[WORK TO COMPLETE] Would you transcribe all of the entries that follow, word for word?
%%
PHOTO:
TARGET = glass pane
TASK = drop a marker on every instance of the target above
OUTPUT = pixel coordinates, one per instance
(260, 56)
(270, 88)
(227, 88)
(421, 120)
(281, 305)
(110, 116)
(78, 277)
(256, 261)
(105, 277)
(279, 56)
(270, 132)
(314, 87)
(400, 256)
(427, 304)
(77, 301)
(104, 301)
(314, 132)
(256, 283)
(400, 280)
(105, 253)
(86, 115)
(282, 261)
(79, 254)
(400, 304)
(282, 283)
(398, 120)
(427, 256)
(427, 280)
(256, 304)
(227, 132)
%%
[EXPECTED ANSWER]
PHOTO:
TARGET = glass pane
TASK = drop a marker on every instance of the target above
OUTPUT = pixel coordinates, one per instance
(260, 56)
(270, 88)
(227, 88)
(421, 120)
(281, 305)
(110, 116)
(78, 277)
(256, 261)
(105, 277)
(279, 56)
(270, 132)
(314, 87)
(400, 256)
(427, 304)
(77, 301)
(104, 301)
(314, 132)
(256, 283)
(400, 280)
(105, 253)
(86, 115)
(282, 261)
(79, 254)
(400, 304)
(282, 283)
(398, 120)
(427, 256)
(427, 280)
(256, 304)
(227, 132)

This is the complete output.